__YOUR INSTRUCTIONS__
In the material below, repeat only the lines from the one that holds "Target: low bush on cliff" through the final line, exactly as they stand.

__PROVIDED MATERIAL__
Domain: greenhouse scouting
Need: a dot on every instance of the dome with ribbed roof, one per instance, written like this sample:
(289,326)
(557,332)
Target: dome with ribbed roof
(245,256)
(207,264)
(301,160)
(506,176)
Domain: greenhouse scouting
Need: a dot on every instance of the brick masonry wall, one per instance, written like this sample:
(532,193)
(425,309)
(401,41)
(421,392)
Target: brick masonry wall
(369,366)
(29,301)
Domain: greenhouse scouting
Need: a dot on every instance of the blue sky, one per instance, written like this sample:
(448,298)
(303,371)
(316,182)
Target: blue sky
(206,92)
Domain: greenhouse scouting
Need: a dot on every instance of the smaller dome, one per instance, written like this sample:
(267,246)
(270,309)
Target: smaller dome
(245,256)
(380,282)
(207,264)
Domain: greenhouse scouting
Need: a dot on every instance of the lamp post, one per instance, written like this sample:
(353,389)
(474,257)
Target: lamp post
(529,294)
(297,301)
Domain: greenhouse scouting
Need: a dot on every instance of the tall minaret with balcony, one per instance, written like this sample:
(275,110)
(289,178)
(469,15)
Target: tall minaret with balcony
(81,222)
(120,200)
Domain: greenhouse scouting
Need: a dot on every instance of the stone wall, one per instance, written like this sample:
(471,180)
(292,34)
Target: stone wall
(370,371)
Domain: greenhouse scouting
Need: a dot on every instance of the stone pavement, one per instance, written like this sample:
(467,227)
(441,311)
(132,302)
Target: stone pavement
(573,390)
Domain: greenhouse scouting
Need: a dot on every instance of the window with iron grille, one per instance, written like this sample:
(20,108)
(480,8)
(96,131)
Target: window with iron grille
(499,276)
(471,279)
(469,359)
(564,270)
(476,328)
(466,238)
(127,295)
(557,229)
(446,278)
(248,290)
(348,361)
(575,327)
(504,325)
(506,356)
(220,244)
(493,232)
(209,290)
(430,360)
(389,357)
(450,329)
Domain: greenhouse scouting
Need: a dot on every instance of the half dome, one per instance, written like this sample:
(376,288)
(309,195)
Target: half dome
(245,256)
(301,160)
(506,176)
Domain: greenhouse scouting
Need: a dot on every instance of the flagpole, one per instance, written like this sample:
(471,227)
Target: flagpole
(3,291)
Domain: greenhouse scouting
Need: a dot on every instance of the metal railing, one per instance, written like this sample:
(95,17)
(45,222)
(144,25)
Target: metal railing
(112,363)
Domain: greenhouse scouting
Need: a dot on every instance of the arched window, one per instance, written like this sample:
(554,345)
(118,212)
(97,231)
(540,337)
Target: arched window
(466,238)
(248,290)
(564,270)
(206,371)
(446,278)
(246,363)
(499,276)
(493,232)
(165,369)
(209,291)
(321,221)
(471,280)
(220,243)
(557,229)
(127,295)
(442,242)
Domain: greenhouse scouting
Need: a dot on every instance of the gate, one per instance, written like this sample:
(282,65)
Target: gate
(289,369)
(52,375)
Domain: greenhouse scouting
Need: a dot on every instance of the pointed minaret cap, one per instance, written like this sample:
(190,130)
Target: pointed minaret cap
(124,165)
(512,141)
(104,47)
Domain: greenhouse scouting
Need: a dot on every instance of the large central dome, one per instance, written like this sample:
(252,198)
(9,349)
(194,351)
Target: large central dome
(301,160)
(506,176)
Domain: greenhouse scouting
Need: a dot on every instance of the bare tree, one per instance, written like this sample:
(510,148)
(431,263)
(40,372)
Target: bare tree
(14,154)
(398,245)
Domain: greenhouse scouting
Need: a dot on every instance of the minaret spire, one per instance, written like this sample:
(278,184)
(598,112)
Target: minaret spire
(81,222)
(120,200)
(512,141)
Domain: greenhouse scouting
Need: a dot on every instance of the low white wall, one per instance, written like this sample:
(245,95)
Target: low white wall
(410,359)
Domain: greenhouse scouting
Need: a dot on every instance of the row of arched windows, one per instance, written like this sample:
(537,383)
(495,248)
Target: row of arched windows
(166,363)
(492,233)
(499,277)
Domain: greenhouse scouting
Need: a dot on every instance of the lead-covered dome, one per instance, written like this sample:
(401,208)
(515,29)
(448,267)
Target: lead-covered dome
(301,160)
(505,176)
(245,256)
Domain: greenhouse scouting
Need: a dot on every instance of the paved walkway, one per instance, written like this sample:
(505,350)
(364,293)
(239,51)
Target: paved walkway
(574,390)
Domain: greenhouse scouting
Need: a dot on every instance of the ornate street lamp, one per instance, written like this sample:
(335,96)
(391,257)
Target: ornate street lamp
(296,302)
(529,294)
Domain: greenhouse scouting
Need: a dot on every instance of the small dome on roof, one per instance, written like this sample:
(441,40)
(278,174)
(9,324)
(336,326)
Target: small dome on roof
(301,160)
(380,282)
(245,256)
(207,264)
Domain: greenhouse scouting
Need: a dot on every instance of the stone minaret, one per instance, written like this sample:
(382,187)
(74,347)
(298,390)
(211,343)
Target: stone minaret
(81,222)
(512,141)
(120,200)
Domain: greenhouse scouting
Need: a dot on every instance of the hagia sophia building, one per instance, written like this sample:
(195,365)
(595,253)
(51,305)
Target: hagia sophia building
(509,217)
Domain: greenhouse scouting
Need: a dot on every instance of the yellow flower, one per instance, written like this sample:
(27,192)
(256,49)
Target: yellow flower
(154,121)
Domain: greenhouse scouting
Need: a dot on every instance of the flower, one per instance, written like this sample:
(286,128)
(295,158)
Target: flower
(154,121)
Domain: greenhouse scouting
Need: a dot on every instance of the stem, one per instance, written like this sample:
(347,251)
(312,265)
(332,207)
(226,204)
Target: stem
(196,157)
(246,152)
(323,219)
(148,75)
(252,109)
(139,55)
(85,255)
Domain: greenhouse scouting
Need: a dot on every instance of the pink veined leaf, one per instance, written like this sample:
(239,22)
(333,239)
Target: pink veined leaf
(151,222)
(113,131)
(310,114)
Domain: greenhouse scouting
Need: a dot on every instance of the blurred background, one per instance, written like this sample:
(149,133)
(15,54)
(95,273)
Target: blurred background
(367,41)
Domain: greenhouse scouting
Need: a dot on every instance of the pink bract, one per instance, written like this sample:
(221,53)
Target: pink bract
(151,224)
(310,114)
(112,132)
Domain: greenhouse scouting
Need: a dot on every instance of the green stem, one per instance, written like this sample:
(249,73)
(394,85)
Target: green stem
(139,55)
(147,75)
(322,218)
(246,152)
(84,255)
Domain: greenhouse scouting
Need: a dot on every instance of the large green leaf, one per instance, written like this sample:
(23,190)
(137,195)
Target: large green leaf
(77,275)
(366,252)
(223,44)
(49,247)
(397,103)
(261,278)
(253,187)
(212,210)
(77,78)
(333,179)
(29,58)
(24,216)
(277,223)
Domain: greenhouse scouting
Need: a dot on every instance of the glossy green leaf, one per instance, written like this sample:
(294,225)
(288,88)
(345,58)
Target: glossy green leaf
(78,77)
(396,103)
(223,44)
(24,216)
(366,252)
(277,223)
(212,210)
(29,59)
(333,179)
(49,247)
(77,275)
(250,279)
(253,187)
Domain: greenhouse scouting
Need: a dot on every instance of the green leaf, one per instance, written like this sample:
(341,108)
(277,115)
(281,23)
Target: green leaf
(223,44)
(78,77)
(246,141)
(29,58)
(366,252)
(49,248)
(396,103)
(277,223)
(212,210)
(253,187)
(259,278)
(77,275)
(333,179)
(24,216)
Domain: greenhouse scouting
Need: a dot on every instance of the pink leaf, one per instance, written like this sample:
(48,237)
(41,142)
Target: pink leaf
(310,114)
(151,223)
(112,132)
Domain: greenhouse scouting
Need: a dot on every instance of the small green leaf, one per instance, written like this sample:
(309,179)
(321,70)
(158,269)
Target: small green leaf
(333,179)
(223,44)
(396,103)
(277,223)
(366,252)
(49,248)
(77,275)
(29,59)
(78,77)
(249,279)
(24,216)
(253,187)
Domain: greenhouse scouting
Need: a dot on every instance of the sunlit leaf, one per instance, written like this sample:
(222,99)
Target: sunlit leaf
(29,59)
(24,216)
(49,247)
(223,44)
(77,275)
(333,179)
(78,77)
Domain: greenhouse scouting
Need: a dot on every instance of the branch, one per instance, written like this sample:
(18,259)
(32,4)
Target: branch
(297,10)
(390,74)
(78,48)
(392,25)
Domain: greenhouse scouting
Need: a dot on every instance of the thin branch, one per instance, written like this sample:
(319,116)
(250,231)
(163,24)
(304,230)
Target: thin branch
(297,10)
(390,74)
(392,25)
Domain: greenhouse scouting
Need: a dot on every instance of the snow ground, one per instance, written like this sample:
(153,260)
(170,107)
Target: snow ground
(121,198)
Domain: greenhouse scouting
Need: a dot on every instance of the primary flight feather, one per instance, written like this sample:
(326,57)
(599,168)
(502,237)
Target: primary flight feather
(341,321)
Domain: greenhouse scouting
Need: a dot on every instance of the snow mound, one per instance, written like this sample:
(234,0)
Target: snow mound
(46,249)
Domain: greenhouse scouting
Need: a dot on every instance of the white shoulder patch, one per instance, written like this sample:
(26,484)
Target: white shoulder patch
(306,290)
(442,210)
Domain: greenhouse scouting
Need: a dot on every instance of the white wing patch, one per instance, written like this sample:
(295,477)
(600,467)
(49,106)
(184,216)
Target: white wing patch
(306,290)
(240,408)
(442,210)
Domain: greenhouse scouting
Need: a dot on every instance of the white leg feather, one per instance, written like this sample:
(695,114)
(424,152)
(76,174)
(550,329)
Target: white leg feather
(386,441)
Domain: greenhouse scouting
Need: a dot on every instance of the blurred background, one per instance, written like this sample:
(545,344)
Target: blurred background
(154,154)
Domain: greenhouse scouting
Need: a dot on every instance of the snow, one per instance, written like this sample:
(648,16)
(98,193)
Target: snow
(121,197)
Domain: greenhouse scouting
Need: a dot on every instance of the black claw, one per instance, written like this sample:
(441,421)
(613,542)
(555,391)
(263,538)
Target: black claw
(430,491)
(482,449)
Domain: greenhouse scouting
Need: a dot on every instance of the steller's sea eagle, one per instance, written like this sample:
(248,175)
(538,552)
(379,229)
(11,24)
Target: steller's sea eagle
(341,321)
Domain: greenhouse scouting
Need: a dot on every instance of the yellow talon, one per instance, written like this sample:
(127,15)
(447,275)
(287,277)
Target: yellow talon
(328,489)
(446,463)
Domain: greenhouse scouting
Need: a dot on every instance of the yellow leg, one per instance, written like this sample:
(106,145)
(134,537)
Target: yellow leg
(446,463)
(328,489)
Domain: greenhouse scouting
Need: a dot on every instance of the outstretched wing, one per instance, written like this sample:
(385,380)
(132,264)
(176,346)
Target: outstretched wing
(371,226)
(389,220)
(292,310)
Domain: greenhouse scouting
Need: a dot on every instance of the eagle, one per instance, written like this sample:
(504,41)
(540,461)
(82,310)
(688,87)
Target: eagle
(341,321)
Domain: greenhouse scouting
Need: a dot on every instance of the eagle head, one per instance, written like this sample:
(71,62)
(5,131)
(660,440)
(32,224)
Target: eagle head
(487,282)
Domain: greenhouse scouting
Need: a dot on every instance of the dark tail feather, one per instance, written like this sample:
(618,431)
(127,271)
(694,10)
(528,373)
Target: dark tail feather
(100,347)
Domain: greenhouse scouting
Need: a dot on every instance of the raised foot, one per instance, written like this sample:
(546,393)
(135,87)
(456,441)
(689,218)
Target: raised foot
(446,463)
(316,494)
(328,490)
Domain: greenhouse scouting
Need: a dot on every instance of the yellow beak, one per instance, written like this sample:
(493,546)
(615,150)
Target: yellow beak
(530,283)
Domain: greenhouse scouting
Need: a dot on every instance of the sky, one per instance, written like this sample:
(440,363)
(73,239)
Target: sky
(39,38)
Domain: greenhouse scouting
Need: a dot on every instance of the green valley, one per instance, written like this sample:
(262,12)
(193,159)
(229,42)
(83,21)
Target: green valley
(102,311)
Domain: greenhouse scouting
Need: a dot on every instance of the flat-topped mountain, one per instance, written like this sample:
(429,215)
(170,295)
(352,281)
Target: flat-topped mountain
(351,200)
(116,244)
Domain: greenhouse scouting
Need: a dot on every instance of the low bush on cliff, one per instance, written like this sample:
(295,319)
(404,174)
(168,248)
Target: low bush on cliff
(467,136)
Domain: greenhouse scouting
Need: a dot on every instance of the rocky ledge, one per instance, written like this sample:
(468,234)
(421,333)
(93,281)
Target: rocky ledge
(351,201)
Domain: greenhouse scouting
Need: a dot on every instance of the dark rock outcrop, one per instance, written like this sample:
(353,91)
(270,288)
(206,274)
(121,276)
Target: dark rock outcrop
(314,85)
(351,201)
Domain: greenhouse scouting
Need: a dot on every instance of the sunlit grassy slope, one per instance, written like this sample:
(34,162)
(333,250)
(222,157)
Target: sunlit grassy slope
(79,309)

__OUTPUT FOR THIS EXERCISE__
Target: low bush on cliff
(467,136)
Domain: greenhouse scouting
Need: a dot on every instance of the rocky ledge, one per instance, written like this sample:
(468,234)
(421,333)
(93,281)
Target: rocky ledge
(351,201)
Domain: greenhouse scouting
Need: a dot on every instance of the dark rock outcrop, one per instance, written like this sample:
(353,91)
(270,288)
(206,274)
(121,276)
Target: dark rock outcrop
(314,85)
(351,201)
Domain: greenhouse scouting
Need: a dot on every instance of the sunlit grassy slope, one per instance, written like this sample:
(34,162)
(333,250)
(222,157)
Target: sunlit grassy slope
(79,309)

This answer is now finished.